List of tasks |
1. In the Windows Phone comments below, on which phone does one commenter say they had copy and paste back in 2003?
2. Check each statement against the Windows Phone comments and answer yes or no, quoting the words that decide it: (a) Windows Phone 7 is due for an update within a month or two. (b) The news came at the start of Steve Ballmer's CES keynote. (c) Nokia's forums permit discussion of tricks for hacking a Nokia phone.

━━━ Page

Back to '85
Wasn't the clipboard part of Windows 1.0?
Next they'll be introducing overlapping windows as an exciting and revolutionary new feature.
Microsoft's Windows Phone 7 will get a significant update in a month or two, with faster task switching and the much-discussed ability to cut and paste between applications. The news was tucked away in the middle of Steve Ballmer's CES keynote, between lengthy tales of how impressed everyone is with Windows Phone 7 and a recap …
I wonder if they'll introduce other Windows features?
Some good examples are:
o Complete insecurity
o Ability for (inexperienced teenage) hackers to take over your system
o Buggy, bloated, messy software
o Tendency for the OS to fragment the disc beyond all recognition
o Loading large, bloated and unnecessary files at start-up (the Registry!)
etc
Based on my past experiences with MS products, I won't be going near this (or any of their other stuff, tbh).
Not such an issue? You've not had a UK country variant Symbian phone have you?!!!
The network provided phones are bad, but at least you can shout at Orange et al... The UK CV is the closest we get to a generic Nokia, yet somewhere, someone decides when we get updates.
Nokia don't care, they've got their money. The "tricks" to hacking a Nokia phone to make it a real generic Euro phone, and get access to the Nokia firmware when it is released is a banned subject in their forums. They'd rather you were stuck with year old firmware screaming abuse at the phone... Presumably going quiet once you escape your contract and buy something non Nokia!
Anyway, I've counted to 10... Calm...
Now I'm back to laughing at so called "smart phones" continuing to be released without basic copy and paste functionality... I do believe I had that on my Symbian Nokia 6600 back in 2003... Glad I don't have to wait for an update to get it!
Note to self: add copy and paste to the feature checklist when you jump to Android in a few months.

━━━━━━
━━━ Excerpted data

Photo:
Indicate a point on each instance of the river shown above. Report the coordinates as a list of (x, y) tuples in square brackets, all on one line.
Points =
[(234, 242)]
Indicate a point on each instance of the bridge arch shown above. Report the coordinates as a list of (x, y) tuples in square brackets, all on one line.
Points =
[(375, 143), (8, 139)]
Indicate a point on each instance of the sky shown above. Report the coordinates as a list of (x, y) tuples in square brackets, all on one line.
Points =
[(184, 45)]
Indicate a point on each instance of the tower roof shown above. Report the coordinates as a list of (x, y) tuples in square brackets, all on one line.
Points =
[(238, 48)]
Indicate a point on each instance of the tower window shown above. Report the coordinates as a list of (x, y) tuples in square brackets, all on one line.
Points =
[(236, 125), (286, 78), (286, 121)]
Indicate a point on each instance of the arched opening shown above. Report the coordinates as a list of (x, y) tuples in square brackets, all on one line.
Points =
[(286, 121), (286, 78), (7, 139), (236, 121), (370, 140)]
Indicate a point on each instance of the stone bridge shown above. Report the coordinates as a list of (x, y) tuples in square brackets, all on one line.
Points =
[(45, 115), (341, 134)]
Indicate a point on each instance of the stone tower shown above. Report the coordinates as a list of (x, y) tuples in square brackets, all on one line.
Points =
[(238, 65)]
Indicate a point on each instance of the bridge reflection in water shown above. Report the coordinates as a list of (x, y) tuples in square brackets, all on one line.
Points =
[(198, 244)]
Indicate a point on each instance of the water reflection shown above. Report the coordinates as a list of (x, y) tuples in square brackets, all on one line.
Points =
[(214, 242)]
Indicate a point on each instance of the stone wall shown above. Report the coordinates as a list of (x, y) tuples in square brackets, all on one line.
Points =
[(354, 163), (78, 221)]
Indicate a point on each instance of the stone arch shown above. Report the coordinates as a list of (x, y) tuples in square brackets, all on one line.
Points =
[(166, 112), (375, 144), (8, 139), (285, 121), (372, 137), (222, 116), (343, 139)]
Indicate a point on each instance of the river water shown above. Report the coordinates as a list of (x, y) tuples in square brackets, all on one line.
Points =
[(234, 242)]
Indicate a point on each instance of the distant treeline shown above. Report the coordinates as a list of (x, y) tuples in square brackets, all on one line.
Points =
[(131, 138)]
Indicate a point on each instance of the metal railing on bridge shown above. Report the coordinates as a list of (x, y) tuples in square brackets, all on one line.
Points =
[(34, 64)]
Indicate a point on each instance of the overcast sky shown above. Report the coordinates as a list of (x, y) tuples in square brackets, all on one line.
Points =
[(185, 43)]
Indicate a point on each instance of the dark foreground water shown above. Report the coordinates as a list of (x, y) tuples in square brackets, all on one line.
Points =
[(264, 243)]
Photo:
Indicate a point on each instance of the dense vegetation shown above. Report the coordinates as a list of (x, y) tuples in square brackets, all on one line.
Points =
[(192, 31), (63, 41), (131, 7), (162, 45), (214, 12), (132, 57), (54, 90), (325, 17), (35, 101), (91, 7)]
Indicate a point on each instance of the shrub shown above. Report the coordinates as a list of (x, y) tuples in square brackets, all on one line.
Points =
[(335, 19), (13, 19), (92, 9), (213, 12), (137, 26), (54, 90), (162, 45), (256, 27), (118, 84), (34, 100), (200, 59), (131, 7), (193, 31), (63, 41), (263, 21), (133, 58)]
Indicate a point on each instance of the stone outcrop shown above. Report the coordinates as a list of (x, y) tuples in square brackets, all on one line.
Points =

━━━━━━
━━━ Excerpted data

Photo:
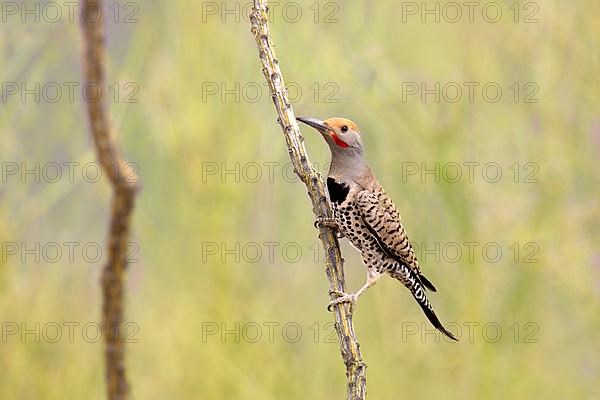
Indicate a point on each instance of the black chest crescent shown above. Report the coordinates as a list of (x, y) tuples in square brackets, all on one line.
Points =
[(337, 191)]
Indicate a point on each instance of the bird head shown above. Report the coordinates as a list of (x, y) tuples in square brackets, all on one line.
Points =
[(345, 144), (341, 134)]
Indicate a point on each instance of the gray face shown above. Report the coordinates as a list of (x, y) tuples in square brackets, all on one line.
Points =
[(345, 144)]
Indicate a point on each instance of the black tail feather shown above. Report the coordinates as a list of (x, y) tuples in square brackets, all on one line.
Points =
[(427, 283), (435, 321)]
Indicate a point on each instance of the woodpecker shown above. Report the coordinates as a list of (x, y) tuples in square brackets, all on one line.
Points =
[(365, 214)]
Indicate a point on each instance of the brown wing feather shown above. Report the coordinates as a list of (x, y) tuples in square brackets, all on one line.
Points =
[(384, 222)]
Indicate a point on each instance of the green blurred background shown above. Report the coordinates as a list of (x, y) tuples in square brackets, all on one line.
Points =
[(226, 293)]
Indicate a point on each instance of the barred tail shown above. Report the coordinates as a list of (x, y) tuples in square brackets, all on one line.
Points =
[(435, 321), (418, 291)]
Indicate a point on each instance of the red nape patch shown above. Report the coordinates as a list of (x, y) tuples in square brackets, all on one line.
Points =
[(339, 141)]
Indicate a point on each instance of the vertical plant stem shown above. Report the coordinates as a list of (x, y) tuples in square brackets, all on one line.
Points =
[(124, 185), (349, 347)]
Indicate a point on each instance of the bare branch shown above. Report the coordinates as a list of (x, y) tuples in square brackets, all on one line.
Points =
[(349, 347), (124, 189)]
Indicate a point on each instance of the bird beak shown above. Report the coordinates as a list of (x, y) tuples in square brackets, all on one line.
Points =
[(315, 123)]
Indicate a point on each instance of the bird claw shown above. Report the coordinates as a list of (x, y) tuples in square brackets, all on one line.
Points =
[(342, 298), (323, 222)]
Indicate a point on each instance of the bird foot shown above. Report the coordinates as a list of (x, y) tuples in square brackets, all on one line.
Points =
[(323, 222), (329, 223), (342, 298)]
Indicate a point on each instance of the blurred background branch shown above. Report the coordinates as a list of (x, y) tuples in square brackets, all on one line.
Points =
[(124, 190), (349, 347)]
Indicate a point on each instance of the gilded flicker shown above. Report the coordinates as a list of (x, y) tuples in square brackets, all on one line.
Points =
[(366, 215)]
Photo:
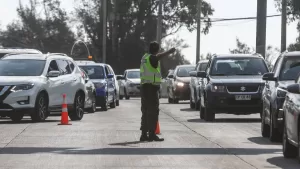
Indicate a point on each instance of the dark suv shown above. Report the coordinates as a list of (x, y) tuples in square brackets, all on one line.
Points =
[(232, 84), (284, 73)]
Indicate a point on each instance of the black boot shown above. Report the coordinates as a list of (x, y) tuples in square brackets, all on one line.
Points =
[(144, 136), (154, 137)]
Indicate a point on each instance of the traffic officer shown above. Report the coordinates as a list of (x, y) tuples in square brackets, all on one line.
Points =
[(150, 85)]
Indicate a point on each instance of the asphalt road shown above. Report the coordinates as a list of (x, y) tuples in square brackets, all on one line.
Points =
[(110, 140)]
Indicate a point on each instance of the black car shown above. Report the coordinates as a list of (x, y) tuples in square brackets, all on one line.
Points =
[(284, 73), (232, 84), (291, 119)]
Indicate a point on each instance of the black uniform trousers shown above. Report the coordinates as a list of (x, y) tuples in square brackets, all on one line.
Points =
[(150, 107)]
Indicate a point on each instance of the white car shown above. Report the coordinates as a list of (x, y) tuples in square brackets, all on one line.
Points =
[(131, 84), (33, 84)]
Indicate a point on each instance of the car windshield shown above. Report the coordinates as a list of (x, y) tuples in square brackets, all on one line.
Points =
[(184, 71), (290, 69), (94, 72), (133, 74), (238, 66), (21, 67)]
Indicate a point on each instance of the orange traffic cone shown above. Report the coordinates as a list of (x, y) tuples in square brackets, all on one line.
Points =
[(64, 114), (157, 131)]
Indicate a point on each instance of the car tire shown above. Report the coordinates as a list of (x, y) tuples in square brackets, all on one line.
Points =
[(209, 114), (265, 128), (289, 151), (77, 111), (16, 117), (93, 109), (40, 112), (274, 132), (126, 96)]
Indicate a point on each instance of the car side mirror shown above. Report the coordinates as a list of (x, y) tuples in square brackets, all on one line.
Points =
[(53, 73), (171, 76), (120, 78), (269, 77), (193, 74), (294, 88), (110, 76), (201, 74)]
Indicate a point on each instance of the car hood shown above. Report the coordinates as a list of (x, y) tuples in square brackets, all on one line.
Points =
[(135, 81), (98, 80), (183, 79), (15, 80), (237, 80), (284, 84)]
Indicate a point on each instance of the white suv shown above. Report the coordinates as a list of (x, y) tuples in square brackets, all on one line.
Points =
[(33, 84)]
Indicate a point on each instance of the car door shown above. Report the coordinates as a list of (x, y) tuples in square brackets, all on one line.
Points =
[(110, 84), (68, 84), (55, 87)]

━━━━━━

Problem solutions |
1. The Symbian Nokia 6600.

2.
(a) Yes: "will get a significant update in a month or two"
(b) No: "tucked away in the middle of Steve Ballmer's CES keynote"
(c) No: "is a banned subject in their forums"